▸ **EXERCISE REQUIREMENTS**
Gather every line of the material below that contains the string "surface".

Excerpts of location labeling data

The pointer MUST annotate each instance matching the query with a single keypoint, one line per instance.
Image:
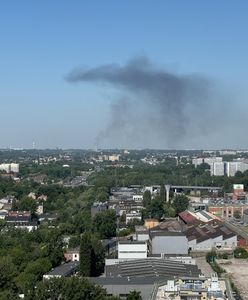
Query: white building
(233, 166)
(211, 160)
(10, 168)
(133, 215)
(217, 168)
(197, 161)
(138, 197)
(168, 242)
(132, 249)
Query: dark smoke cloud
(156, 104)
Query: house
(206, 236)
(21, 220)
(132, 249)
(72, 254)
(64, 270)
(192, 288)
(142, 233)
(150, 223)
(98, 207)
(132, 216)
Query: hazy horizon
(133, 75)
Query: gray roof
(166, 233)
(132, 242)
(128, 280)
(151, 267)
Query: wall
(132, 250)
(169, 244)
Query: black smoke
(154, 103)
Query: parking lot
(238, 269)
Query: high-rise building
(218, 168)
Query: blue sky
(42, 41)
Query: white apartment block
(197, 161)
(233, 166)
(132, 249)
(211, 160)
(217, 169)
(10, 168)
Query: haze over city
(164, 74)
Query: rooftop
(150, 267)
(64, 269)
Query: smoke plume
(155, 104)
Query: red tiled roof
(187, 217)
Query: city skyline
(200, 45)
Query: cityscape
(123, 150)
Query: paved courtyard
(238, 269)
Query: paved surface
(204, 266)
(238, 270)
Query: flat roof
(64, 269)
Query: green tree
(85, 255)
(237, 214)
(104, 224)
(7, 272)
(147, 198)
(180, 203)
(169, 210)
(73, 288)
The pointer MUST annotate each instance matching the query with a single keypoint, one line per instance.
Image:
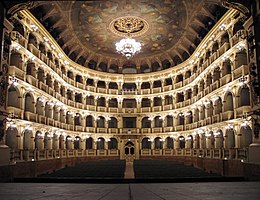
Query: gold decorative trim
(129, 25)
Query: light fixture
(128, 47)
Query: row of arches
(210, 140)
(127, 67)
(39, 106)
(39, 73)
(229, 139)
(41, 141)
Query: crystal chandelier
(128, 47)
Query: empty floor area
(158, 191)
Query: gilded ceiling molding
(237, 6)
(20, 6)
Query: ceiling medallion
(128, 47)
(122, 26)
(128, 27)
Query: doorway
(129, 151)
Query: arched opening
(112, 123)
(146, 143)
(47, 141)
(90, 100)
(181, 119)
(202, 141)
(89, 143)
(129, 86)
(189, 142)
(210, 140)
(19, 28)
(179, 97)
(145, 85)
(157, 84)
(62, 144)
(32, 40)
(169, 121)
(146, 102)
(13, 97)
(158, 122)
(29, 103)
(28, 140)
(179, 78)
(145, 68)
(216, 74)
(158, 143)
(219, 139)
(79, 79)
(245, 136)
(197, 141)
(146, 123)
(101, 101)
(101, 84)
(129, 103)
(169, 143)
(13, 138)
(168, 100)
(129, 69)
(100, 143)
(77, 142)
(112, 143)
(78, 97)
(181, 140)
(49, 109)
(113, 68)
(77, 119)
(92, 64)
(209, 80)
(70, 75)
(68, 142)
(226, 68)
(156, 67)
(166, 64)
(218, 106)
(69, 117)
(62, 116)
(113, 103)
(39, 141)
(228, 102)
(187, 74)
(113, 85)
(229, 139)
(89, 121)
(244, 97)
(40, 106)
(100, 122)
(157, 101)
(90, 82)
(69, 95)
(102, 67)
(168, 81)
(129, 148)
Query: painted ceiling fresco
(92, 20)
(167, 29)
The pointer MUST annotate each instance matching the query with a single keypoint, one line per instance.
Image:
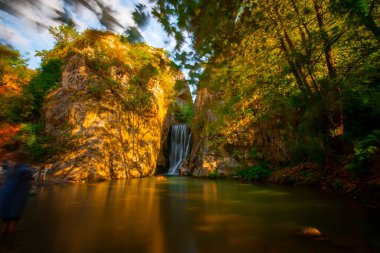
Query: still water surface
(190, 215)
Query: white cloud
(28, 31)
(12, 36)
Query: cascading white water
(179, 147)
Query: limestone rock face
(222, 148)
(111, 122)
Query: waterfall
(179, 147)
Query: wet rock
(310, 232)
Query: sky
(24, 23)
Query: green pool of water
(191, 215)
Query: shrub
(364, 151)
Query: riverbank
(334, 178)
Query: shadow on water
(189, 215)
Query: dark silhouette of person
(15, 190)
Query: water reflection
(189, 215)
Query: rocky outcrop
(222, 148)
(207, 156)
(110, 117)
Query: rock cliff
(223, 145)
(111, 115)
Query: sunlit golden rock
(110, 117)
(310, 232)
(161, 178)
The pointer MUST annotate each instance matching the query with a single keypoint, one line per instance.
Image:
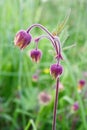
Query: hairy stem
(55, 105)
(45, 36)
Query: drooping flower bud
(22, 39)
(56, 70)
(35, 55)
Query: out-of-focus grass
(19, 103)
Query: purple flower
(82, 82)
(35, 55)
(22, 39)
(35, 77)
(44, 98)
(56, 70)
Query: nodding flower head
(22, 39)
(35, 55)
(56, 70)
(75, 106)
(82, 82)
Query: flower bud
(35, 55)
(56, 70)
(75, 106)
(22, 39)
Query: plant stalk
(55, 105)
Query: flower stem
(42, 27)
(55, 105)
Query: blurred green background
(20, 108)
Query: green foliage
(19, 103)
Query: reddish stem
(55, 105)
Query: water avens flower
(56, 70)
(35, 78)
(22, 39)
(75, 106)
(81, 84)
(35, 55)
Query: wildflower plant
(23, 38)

---

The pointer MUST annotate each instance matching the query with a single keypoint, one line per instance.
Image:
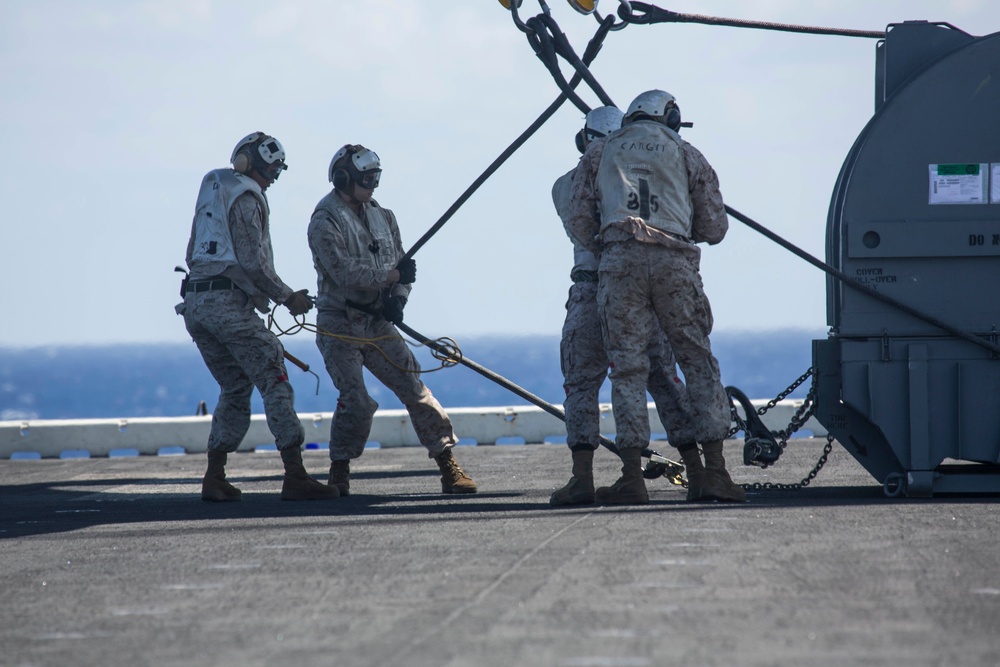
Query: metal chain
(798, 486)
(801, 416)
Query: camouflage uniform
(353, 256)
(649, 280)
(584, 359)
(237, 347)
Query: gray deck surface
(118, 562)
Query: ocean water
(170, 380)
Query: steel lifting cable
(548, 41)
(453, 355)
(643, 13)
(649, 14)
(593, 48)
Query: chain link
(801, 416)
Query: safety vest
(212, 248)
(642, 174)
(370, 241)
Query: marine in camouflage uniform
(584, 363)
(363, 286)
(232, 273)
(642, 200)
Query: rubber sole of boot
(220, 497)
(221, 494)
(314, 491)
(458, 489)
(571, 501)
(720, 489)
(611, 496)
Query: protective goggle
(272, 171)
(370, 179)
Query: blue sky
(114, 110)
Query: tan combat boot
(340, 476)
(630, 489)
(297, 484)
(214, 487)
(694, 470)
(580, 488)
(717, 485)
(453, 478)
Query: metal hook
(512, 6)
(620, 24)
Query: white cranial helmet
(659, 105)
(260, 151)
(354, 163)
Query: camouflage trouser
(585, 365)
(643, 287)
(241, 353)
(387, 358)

* * *

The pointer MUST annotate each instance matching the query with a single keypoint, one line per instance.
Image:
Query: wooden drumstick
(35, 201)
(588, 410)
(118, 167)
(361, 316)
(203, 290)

▸ **OUTPUT FOR THIS EXERCISE**
Query: paved surface
Query: still water surface
Query: gray deck surface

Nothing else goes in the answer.